----- 抜粋

1961年(昭和36年)、44歳。大映の超大作映画『釈迦』の特撮用セットを作る。のちの『大魔神』にも繋がる、神像崩壊シーンの特撮も手がける。
1962年(昭和37年)、45歳。『鯨神』で、大橋史典と交代し鯨神(セミ鯨)の撮影用ミニチュアを制作。
1963年(昭和38年)、46歳。大映初の怪獣、『大群獣ネズラ』のネズラを作るが不評だった。のち撮影は中断され、企画自体が幻に終わった。
1964年(昭和39年)、47歳。「よみうりランド」の水中ショー用の精巧なウミガメの作り物を製作。
1965年(昭和40年)、48歳。上記のウミガメの作り物に円谷英二が目を留め、彫刻家成田亨の紹介により円谷プロダクション製作の『ウルトラQ』に参加。製作第14話より怪獣・宇宙人の着ぐるみ製作を担当。成田の秀逸なデザインもあり、現在でも、強烈な印象を与える造形となる。
1966年(昭和41年)、49歳。京都に3か月間出向し、大映映画『大魔神』の大魔神造形を担当。等身大、実物大の大魔神も製作。ラストで崩れ落ちる大魔神のミニチュアにおいては、素材選びに苦労しながらも見事な効果を上げた。
この崩壊シーンでは、魔神像がうまく崩れず、かなり悩まされている。利子夫人によると、『ウルトラマン』の制作を始めた円谷プロから、東京の自宅に「早く戻って欲しい」と催促の電話が何度もあったが、「この撮影を見届けるまでは帰れない」として、京都の現場に残っていたという。

----------

### 必要な作業
1/ 次の(a)〜(c)が造形経歴の抜粋の内容と一致するかを判定し、それぞれ「はい」か「いいえ」で答え、根拠となる抜粋中の語句をそのまま引用してください。(a) 『大群獣ネズラ』の撮影は最後まで完了した。(b) 『ウルトラQ』では製作第14話から着ぐるみ製作を担当した。(c) 『大魔神』の造形のため京都に3か月間出向した。
2/ 造形経歴の抜粋の最後の文に続けて、その先を書き継いでください。

----- 掲載データ

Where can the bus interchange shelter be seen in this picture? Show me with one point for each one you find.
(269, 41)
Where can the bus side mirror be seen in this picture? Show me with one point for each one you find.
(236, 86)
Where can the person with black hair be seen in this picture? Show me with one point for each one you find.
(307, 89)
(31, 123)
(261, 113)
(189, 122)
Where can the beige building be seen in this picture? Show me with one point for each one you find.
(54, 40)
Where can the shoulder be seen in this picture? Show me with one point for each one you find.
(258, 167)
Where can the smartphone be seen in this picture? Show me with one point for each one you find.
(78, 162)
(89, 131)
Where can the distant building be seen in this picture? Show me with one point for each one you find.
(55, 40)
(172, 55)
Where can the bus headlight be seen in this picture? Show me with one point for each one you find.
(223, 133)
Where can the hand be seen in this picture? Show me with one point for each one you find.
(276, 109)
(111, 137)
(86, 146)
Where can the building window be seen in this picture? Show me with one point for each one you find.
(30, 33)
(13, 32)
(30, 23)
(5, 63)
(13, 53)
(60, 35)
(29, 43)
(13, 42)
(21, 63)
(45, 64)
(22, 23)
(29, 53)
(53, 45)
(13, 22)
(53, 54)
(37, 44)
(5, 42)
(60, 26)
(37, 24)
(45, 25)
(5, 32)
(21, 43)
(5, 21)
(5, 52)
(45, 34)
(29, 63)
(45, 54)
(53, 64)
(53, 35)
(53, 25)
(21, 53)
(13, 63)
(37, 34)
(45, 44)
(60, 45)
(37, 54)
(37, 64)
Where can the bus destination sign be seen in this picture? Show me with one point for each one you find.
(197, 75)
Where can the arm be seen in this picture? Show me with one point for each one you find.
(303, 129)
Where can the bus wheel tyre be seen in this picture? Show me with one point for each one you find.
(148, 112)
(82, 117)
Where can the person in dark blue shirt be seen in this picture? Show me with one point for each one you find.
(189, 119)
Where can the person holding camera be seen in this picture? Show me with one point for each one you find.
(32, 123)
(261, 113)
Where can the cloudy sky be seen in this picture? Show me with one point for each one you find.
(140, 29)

----------

### 記述解答
1/
(a) いいえ。「のち撮影は中断され、企画自体が幻に終わった」
(b) はい。「製作第14話より怪獣・宇宙人の着ぐるみ製作を担当」
(c) はい。「京都に3か月間出向し」

2/
これにさきがけ、京都と東京を往復する多忙な日程の中、『大怪獣決闘 ガメラ対バルゴン』のバルゴンも製作しているが、結局その表面仕上げはエキスプロに任せている。
1967年(昭和42年)、50歳。『ウルトラマン』に続いて『ウルトラセブン』にも参加し、ほとんどの怪獣の造形を担当。「毎週の怪獣造形」という過酷なスケジュールの中、独特の存在感のあふれる怪獣を作り続ける。週1回放送というテレビ番組の厳しいスケジュールから、『ウルトラマン』の怪獣の3分の1は過去の怪獣の改造による使いまわしであったが、成田のデザインと高山の造形はそのハンデを感じさせないものであった。
同年、ピー・プロが特撮を担当した『神州天馬侠』で大ワシのクロを制作、『怪獣王子』の恐竜をデザイン・制作。うち数体は、番組打ち切りのため制作したもののお蔵入りとなってしまう。主役のネッシーは、大橋史典が制作したものが重厚すぎて使えず、開米栄三と協力して手直しを担当。また、これとは別に小ぶりのネッシーを制作している。
ピープロではこのほか、同社のパイロット作品『ゴケミドロ』の、宇宙怪物ゴケミドロ、同じくパイロット作品の『豹マン』のヒーロー「豹マン」を、ゴムマスクタイプと植毛タイプの2種類制作した。この時期、折からの怪獣ブームの中、「怪獣を作る男」としてマスコミに大きくとりあげられ、話題となる。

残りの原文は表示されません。